begin
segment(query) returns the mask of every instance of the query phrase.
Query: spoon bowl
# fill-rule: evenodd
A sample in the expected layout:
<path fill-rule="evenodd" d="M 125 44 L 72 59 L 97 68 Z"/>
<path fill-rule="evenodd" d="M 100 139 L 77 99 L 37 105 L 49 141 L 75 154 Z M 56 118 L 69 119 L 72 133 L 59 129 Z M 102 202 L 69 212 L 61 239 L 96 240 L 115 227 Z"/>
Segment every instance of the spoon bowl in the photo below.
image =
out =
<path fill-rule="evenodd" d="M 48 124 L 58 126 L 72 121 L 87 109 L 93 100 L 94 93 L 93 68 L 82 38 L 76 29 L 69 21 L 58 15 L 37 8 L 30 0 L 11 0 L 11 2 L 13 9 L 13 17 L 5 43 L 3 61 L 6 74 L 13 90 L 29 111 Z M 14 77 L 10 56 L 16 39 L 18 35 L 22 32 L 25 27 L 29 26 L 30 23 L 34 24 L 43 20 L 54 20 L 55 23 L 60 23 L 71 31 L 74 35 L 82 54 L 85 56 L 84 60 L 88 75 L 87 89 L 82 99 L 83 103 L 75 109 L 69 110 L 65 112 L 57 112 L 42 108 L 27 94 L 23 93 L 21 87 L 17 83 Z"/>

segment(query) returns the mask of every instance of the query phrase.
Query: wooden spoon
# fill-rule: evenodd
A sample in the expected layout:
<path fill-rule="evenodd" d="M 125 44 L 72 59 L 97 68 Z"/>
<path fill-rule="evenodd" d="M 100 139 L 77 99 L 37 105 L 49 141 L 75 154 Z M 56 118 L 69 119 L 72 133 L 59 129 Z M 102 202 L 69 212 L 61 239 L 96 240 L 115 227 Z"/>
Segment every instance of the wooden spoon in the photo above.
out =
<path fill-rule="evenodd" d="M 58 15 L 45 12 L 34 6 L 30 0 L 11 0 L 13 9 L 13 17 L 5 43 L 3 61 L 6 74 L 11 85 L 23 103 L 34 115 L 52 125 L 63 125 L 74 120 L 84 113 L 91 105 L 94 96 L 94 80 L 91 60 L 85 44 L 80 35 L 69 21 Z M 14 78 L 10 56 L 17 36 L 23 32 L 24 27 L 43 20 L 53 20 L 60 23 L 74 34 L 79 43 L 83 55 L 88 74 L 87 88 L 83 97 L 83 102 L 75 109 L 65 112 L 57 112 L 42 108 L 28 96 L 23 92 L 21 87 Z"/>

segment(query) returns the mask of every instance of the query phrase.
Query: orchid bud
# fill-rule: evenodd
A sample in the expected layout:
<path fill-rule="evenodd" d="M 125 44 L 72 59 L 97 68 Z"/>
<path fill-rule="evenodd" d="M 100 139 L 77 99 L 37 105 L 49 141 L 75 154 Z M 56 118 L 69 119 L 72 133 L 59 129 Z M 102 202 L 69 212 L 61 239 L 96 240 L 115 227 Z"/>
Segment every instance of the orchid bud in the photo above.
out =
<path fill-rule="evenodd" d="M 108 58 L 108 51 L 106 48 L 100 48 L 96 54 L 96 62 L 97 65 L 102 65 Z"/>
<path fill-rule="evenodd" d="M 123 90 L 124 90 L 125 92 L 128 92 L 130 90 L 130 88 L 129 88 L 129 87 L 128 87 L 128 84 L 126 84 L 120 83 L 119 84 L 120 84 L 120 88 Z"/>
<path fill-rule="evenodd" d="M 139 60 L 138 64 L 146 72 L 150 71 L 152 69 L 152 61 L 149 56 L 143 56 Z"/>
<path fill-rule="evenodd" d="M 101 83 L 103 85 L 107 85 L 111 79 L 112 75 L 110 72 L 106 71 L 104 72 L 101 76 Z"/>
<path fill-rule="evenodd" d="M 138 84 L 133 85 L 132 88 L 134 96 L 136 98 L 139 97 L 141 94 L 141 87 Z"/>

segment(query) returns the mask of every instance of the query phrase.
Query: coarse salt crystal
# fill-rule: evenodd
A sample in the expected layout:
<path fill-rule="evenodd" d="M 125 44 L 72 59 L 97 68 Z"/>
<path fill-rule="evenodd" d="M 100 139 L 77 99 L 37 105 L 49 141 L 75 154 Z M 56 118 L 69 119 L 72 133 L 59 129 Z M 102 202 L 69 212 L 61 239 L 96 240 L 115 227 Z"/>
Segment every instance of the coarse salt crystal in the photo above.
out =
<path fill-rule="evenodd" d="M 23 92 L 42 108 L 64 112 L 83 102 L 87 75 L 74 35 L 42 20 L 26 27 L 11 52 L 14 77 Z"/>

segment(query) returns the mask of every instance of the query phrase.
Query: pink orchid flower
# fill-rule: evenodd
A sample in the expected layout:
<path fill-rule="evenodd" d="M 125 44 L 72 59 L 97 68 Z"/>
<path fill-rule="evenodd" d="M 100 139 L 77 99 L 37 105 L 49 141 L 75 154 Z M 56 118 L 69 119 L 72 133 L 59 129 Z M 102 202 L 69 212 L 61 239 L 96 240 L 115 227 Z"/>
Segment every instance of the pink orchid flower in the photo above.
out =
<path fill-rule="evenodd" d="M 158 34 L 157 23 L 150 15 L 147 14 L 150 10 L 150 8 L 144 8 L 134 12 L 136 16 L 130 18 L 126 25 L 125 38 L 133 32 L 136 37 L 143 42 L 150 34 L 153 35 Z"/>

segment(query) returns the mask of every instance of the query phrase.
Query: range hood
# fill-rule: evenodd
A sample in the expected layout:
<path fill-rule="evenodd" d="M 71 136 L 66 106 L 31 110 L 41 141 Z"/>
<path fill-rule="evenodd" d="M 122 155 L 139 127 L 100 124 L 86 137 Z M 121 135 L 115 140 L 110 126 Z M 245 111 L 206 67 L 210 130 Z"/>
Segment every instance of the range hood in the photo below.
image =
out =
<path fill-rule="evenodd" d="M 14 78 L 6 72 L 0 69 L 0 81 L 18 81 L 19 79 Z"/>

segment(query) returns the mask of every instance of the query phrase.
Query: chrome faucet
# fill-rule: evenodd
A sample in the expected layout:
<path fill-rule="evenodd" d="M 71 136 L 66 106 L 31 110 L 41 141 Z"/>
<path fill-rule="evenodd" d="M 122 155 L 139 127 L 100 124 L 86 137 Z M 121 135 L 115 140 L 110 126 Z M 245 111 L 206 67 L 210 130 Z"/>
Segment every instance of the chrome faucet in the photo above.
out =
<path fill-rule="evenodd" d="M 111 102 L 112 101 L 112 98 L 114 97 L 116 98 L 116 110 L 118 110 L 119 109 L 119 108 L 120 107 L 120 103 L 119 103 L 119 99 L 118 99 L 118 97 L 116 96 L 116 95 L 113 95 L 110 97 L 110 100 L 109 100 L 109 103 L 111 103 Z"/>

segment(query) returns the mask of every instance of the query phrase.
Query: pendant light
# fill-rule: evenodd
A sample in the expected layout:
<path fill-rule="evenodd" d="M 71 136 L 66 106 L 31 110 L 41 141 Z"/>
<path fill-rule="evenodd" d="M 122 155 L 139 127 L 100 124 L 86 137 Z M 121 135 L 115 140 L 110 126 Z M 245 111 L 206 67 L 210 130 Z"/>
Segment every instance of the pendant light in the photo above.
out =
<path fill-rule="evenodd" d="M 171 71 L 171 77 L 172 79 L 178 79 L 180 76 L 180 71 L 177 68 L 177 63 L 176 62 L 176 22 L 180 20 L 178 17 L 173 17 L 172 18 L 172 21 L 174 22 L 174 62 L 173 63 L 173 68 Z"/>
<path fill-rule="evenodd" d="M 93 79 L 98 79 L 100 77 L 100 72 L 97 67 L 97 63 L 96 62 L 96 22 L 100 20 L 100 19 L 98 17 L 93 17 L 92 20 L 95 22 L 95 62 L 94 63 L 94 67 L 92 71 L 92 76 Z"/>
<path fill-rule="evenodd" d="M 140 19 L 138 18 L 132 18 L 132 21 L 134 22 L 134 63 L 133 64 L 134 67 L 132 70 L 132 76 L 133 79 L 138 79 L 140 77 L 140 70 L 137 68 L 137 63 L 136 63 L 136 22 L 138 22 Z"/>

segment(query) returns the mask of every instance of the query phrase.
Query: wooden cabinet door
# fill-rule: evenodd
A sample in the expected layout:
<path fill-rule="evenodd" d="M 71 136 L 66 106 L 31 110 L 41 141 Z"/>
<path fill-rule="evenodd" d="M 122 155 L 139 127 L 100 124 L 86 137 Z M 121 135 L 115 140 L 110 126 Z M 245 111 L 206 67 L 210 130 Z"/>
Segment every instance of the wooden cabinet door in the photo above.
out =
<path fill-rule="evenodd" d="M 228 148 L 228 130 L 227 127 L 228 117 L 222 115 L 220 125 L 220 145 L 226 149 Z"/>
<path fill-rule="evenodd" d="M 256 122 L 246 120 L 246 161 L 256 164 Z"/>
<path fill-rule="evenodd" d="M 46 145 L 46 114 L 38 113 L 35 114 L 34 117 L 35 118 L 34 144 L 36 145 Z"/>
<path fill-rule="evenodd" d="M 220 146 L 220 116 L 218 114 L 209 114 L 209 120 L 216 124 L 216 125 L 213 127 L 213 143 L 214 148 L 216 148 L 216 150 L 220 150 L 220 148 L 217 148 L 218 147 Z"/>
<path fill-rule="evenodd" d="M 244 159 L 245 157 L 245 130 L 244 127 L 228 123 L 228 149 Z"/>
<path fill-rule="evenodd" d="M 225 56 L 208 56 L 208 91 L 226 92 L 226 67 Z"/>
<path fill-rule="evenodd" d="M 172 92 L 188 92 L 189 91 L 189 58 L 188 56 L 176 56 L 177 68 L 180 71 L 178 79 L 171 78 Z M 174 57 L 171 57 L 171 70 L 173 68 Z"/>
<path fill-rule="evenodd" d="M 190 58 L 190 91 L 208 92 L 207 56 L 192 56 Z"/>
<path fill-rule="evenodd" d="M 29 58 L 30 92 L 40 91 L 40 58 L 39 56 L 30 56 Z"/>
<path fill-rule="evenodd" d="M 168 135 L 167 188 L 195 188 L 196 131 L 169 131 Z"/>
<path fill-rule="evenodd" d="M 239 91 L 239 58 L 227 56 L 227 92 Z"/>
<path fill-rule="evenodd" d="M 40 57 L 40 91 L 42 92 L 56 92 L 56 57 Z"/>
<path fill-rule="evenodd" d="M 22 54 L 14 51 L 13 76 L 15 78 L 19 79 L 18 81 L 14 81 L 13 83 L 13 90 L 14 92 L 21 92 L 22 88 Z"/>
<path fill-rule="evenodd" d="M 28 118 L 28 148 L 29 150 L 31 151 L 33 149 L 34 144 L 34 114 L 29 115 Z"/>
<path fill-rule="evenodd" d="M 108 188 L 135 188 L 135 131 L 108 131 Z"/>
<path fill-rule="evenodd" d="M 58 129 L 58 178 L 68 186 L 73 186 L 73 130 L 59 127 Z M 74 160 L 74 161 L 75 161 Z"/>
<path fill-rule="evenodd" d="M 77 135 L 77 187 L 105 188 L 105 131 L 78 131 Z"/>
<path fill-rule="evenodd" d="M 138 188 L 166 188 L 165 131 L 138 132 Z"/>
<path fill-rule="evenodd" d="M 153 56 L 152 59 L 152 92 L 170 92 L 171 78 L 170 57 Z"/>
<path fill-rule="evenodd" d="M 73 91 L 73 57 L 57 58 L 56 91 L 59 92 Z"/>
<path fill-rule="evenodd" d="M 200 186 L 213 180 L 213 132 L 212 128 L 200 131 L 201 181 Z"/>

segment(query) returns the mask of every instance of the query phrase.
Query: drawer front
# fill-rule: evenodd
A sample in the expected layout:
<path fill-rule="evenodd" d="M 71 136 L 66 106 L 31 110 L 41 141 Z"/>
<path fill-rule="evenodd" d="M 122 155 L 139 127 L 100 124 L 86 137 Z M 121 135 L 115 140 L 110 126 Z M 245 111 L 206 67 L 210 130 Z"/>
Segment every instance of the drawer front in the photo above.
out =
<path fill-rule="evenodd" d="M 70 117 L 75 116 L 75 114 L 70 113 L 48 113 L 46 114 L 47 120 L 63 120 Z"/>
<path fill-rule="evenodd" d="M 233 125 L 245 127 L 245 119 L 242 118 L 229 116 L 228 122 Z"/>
end
● What is asked:
Gather every line of the listing that contains the string "coarse". Case counts.

● Task result:
Query: coarse salt crystal
Segment every instance of the coarse salt crystal in the photo above.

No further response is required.